### [TASK INSTRUCTIONS]
Each record below should appear again exactly as written.
═════ ROWS ═════
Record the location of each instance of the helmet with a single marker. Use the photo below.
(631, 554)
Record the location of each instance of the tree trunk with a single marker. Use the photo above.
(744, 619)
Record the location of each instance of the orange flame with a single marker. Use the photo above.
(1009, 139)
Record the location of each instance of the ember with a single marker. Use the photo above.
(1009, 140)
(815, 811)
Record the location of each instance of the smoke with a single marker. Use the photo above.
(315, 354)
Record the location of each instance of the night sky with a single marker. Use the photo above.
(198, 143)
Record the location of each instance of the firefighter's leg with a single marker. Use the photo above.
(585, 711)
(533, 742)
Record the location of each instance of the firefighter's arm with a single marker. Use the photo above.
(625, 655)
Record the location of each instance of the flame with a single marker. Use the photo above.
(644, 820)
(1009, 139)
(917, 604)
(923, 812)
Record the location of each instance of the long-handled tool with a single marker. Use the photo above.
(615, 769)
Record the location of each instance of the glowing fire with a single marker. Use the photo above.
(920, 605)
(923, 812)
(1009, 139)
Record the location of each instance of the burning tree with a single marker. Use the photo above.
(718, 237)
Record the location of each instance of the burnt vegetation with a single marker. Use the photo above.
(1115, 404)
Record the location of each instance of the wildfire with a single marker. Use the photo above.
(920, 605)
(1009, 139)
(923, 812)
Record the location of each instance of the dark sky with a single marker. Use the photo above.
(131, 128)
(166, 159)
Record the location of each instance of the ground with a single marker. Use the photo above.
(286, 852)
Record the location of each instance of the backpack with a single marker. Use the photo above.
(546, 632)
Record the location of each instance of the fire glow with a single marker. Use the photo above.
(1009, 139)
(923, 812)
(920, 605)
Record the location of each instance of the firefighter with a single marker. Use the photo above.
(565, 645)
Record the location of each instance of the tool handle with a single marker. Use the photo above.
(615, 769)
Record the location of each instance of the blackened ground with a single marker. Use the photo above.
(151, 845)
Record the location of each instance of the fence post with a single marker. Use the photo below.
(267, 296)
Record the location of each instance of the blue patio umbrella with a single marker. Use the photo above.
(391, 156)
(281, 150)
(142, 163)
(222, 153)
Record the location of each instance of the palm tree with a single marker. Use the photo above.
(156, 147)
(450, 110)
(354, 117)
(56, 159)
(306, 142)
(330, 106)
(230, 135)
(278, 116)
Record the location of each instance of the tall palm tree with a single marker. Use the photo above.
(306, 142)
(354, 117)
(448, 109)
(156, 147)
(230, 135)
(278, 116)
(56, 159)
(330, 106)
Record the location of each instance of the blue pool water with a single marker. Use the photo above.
═════
### [OUTPUT FOR THIS TASK]
Record the location of each instance of the helmet with a single marker. Use the photo below.
(631, 554)
Record the location of each instance of the tree trunk with a single marker. Use the photo above.
(744, 619)
Record the location of each instance of the orange flame with a single marker. Use the photo above.
(1009, 139)
Record the location of each instance of the ember with a single marker. Use the photo above.
(1009, 140)
(815, 811)
Record the location of each instance of the smoke with a single marker. Use the photo above.
(315, 354)
Record the location of each instance of the night sky with a single marker. Use the photo above.
(198, 143)
Record the location of each instance of the firefighter's leg with a single marker. Use the photo above.
(585, 711)
(533, 742)
Record the location of each instance of the firefighter's arm with a single marker. Use the photo above.
(625, 655)
Record the location of each instance of the flame with a single marker. Use the photo above.
(644, 820)
(1009, 139)
(917, 604)
(923, 812)
Record the location of each instance of the long-handled tool with a single marker. Use the photo above.
(615, 769)
Record the location of each instance of the glowing fire with a single marker. Use the photo above.
(920, 605)
(923, 812)
(1009, 139)
Record the location of each instance of the burning tree with a single marker. Use the photo above.
(718, 237)
Record the location of each instance of the burnt vegetation with a single marker. Use the photo above.
(1115, 404)
Record the location of each instance of the wildfire with a single marker. Use the photo above.
(920, 605)
(1009, 139)
(923, 812)
Record the location of each instance of the dark sky with a single marker. Use the photo above.
(131, 128)
(166, 159)
Record the location of each instance of the ground with a single marker. Use the photo above.
(286, 852)
Record the location of each instance of the backpack with a single marker. Use the photo above.
(546, 632)
Record the location of each instance of the fire glow with a single marker. Use the photo above.
(1009, 139)
(923, 812)
(920, 605)
Record the location of each instance of the firefighter with a single marker. Use the photo above.
(565, 645)
Record the location of each instance of the tool handle with a single marker. Use the photo above.
(615, 769)
Record the location of each instance of the blackened ground with a single marker. Use the photo above.
(151, 845)
Record the location of each instance of the fence post with a single marker. Use the photo below.
(267, 296)
Record the location of each instance of the blue patio umbrella with a single marker. Use the photo above.
(391, 156)
(281, 150)
(142, 163)
(222, 153)
Record the location of each instance of the palm tree with a single marker. Use the photo above.
(156, 147)
(450, 110)
(354, 117)
(56, 159)
(306, 142)
(330, 106)
(230, 135)
(278, 116)
Record the location of each instance of the tall palm tree with a single marker. Use the photo above.
(306, 142)
(354, 117)
(448, 109)
(156, 147)
(230, 135)
(278, 116)
(56, 159)
(330, 106)
Record the location of each instance of the blue pool water with a single marker. Use the photo above.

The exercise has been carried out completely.